WHAT THE TASK REQUIRES
Express everything from the start of the material down through the line containing "box: [712, 282, 775, 404]" as a Markdown table with the columns Row and Line. Give each nonblank line its own row, numbered in order.

** THE RECORDS follows **

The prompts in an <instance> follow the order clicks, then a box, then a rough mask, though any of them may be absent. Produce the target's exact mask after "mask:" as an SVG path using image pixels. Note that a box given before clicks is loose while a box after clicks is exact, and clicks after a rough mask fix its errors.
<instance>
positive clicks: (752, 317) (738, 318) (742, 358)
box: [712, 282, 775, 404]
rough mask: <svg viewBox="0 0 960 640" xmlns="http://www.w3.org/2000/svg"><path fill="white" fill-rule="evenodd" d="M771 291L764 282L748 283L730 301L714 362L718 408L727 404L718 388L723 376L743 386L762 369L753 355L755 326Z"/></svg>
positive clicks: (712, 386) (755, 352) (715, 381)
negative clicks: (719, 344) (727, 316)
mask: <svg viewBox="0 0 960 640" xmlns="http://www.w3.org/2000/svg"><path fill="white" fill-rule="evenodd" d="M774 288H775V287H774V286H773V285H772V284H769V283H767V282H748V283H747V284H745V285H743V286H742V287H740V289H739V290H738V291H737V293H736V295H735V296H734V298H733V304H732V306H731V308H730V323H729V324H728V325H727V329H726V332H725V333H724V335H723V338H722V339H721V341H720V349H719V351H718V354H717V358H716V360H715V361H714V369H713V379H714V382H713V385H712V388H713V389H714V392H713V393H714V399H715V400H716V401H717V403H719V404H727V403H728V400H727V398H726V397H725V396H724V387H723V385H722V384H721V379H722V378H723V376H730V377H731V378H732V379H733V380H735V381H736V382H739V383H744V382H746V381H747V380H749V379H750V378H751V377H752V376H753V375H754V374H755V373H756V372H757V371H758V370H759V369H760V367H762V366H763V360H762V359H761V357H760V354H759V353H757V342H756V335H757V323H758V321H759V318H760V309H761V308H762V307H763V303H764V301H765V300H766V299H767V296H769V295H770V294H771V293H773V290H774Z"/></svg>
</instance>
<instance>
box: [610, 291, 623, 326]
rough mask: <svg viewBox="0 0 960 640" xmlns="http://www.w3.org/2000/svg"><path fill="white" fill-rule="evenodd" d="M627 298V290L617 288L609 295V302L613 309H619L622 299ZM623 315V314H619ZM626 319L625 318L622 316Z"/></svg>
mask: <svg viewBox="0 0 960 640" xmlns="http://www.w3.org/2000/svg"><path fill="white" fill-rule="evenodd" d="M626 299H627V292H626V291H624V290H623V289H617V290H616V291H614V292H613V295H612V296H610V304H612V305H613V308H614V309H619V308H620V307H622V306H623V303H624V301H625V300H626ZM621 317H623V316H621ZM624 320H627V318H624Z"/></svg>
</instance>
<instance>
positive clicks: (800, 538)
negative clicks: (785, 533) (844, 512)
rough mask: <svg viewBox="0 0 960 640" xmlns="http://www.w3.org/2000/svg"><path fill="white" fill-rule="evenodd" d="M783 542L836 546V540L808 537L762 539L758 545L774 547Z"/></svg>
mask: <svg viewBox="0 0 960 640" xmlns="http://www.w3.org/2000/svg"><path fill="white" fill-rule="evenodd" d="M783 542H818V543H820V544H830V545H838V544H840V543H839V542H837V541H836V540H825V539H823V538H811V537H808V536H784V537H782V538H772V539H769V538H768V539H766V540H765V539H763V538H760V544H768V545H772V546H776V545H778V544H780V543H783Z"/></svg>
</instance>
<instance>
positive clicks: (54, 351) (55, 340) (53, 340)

** End of THE RECORDS **

RESPONSE TO THIS EXERCISE
| Row | Line |
|---|---|
| 1 | The prompts in an <instance> follow the order clicks, then a box, then a rough mask, though any of them may be absent. Produce the target's exact mask after "mask:" as an SVG path using image pixels. Note that a box given before clicks is loose while a box after clicks is exact, and clicks after a rough mask fix its errors. |
| 2 | <instance> |
| 3 | positive clicks: (752, 317) (738, 318) (742, 358) |
| 4 | box: [712, 282, 775, 404] |